Phrase grounding data:
---+---

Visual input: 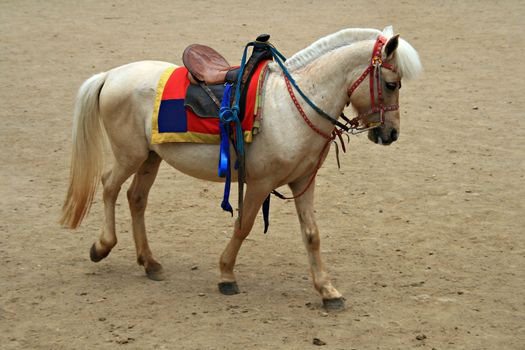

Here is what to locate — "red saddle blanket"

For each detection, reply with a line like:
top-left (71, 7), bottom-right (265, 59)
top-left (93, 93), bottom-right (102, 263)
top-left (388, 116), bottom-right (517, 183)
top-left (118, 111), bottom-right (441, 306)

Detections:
top-left (151, 63), bottom-right (267, 144)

---+---

§ **EXERCISE AIM**
Reproduce, with no other lines, the one containing "top-left (388, 116), bottom-right (517, 183)" and all lines after it through the end of the data above.

§ **YOUR RESPONSE**
top-left (388, 116), bottom-right (517, 183)
top-left (118, 111), bottom-right (441, 306)

Detections:
top-left (151, 63), bottom-right (267, 144)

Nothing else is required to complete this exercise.